== Dataset ==
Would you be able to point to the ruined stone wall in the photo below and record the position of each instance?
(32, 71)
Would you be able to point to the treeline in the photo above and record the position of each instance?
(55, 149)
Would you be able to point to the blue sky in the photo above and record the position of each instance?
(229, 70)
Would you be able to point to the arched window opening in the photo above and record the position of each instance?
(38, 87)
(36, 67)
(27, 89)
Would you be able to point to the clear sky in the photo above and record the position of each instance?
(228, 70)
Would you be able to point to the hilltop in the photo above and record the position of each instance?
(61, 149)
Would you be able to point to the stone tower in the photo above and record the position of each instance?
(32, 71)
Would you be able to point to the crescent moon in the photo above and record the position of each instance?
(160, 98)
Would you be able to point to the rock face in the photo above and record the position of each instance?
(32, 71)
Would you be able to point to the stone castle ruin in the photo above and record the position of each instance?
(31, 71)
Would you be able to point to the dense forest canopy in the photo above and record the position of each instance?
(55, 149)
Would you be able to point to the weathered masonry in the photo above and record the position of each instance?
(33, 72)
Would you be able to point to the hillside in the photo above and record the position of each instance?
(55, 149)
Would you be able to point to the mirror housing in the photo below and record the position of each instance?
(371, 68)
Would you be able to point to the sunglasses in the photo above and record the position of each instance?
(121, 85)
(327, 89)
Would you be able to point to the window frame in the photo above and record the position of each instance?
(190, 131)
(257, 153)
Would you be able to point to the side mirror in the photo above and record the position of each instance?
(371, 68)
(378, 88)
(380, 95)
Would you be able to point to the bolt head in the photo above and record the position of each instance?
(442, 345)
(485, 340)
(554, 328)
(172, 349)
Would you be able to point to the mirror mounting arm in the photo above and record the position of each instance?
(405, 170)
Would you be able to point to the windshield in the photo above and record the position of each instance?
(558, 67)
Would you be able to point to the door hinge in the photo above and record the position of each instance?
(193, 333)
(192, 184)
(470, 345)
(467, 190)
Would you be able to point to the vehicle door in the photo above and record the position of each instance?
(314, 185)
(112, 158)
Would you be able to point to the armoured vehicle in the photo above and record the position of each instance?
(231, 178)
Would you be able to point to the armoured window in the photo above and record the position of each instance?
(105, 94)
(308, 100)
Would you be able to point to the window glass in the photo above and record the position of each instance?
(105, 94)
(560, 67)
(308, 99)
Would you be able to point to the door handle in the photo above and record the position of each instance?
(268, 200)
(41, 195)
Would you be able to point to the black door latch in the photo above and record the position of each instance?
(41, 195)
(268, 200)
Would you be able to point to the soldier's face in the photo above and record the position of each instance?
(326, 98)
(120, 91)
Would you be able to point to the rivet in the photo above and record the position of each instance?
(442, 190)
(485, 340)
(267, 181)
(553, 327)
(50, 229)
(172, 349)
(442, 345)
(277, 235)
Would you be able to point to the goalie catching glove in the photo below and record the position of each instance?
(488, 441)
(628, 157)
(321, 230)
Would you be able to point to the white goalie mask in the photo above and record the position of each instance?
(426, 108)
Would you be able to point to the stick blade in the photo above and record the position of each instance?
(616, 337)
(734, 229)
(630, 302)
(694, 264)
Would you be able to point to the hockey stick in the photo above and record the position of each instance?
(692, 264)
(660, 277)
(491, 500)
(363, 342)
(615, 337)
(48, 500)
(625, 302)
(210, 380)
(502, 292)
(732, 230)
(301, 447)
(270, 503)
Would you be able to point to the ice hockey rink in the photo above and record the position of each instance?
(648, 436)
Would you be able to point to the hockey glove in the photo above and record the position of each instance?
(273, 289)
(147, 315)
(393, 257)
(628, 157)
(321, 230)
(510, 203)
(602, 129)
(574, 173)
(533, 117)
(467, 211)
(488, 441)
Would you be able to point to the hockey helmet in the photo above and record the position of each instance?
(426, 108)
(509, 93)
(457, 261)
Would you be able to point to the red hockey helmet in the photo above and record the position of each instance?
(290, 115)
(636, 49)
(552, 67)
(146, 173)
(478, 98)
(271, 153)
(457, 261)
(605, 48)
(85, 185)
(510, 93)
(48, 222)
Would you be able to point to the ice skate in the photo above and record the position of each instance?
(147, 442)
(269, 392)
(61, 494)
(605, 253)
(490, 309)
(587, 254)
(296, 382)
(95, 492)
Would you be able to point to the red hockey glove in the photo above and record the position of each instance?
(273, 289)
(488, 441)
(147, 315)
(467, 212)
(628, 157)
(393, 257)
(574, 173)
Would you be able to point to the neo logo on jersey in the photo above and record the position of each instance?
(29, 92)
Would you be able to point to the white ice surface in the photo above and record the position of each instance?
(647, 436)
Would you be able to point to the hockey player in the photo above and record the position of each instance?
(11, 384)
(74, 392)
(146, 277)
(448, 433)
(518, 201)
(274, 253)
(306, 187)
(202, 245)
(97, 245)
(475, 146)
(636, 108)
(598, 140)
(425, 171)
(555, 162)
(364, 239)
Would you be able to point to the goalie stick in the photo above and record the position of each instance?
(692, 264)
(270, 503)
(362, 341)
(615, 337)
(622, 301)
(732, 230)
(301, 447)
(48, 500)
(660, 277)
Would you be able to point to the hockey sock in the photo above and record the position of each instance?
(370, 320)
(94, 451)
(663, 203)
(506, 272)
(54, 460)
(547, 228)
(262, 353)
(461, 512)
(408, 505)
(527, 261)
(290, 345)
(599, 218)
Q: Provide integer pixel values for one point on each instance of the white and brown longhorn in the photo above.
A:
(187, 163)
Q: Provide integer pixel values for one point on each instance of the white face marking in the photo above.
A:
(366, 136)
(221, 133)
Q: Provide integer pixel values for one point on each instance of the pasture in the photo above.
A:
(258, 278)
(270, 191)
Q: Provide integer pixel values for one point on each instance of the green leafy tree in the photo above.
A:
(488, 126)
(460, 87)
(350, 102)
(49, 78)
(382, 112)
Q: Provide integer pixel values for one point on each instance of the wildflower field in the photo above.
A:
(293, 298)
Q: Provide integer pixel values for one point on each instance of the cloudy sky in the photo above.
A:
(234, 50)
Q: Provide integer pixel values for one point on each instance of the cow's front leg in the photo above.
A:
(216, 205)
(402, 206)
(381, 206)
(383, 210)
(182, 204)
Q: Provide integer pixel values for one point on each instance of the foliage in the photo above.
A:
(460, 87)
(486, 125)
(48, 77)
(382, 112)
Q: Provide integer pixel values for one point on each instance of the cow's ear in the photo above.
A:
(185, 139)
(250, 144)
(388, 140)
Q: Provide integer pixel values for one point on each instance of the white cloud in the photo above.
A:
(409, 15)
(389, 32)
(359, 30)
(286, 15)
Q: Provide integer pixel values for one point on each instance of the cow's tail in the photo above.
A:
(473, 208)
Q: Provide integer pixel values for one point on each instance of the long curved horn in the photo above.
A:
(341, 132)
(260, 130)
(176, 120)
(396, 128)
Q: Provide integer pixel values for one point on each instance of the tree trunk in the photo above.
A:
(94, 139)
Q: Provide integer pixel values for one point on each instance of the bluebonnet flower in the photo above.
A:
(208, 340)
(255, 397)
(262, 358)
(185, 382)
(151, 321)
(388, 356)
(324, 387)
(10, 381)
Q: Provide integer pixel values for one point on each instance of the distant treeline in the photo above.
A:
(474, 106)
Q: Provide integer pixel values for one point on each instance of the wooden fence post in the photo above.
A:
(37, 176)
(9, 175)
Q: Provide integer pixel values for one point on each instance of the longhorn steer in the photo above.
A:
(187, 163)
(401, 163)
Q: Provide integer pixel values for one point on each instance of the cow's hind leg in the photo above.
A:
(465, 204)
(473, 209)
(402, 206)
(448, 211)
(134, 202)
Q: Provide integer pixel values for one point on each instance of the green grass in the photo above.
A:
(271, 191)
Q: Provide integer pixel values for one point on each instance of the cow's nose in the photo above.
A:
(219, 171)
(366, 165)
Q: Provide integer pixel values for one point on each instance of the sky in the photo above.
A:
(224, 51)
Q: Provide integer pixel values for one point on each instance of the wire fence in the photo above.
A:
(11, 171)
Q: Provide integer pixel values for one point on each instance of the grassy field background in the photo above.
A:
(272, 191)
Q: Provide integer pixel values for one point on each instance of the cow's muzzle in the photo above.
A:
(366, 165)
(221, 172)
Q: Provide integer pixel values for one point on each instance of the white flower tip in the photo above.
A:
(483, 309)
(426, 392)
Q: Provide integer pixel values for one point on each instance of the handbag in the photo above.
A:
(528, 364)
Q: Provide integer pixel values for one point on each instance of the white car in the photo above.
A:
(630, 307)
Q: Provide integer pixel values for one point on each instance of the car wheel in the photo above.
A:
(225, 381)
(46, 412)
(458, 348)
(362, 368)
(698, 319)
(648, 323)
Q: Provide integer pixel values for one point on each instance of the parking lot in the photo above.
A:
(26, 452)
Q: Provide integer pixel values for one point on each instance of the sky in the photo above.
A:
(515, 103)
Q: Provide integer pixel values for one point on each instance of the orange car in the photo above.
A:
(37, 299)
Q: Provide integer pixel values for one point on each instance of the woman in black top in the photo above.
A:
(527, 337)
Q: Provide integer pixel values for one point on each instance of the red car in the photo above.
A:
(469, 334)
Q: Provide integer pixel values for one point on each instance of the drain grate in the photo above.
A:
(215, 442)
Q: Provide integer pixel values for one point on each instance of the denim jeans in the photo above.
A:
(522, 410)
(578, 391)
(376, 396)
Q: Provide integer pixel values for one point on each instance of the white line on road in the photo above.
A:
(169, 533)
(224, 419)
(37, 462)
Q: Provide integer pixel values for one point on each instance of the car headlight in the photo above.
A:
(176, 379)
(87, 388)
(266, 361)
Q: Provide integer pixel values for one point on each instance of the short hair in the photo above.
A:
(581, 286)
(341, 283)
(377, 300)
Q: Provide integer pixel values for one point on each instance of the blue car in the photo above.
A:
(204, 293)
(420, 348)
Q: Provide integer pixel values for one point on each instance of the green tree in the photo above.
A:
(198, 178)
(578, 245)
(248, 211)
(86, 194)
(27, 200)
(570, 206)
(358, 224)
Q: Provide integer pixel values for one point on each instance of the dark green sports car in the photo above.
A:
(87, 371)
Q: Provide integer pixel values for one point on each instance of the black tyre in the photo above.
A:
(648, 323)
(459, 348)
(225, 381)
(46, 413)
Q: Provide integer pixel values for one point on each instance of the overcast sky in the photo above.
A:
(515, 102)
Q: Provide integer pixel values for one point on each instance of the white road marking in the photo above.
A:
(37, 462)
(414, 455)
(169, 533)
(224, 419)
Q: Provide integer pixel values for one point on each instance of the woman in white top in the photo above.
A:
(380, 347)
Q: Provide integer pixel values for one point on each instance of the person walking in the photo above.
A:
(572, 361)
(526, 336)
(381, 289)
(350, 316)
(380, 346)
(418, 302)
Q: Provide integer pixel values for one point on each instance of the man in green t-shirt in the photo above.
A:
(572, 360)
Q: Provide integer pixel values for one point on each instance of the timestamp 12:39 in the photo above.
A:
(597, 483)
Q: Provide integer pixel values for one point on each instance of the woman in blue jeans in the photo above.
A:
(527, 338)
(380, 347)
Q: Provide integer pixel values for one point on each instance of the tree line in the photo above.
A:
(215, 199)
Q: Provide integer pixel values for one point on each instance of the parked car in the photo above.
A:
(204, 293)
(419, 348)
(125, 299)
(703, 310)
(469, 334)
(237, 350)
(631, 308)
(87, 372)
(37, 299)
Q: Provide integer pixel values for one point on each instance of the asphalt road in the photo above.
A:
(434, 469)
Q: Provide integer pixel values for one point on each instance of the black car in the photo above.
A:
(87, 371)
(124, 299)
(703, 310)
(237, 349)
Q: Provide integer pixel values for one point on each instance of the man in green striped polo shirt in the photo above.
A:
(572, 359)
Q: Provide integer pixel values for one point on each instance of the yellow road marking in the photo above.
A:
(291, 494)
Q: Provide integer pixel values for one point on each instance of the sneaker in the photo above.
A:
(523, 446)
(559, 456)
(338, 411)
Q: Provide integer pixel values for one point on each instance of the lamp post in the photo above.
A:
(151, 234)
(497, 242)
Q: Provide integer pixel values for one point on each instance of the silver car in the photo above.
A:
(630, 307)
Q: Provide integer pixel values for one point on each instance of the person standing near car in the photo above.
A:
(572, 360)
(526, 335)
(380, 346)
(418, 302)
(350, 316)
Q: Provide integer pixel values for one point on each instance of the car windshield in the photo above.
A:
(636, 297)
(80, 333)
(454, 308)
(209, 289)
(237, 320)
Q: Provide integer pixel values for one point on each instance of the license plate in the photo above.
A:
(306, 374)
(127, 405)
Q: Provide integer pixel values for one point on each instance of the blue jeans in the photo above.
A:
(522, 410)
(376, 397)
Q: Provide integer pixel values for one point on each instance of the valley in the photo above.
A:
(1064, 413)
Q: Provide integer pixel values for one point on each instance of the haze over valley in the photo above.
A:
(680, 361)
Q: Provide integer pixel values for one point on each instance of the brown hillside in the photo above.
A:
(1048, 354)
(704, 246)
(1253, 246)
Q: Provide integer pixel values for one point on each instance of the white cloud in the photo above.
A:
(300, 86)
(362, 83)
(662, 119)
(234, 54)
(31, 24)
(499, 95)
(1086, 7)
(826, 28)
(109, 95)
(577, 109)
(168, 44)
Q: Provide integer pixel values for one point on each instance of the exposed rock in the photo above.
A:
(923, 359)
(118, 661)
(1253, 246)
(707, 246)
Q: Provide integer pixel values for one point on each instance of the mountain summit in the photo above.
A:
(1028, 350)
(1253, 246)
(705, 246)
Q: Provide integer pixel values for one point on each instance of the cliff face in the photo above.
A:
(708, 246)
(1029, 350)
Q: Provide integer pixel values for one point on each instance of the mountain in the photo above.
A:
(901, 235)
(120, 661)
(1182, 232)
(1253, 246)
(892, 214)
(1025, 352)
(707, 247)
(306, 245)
===
# Short exercise
Retype only the lines running from the line with "over valley in the photo above." to the end of the listing, including both of those lines.

# Answer for this exercise
Q: Provide integer pixel values for one point on each instance of the haze over valley in the photo above.
A:
(680, 361)
Q: Provide integer pixel values for one point on each instance of the brown hillside in the photo above.
A:
(1048, 354)
(704, 246)
(1253, 246)
Q: Provide integer pixel values for one point on each instance of the white cloud in the photo above.
A:
(300, 86)
(362, 83)
(662, 119)
(234, 54)
(31, 24)
(499, 95)
(1086, 7)
(826, 28)
(109, 95)
(577, 109)
(168, 44)
Q: Provide integer pixel values for one point on each instance of the exposed rock in the photo above.
A:
(923, 359)
(118, 661)
(1253, 246)
(707, 246)
Q: Provide integer pixel values for one point on each instance of the mountain summit in the photo above.
A:
(1028, 350)
(1253, 246)
(705, 246)
Q: Provide integer pixel values for one point on each instance of the cliff face in the photo above.
A:
(708, 246)
(1029, 350)
Q: Provide integer pixel values for one point on each instance of the mountain in the photo above.
A:
(901, 235)
(120, 661)
(1182, 232)
(1253, 246)
(892, 214)
(1025, 352)
(707, 247)
(306, 245)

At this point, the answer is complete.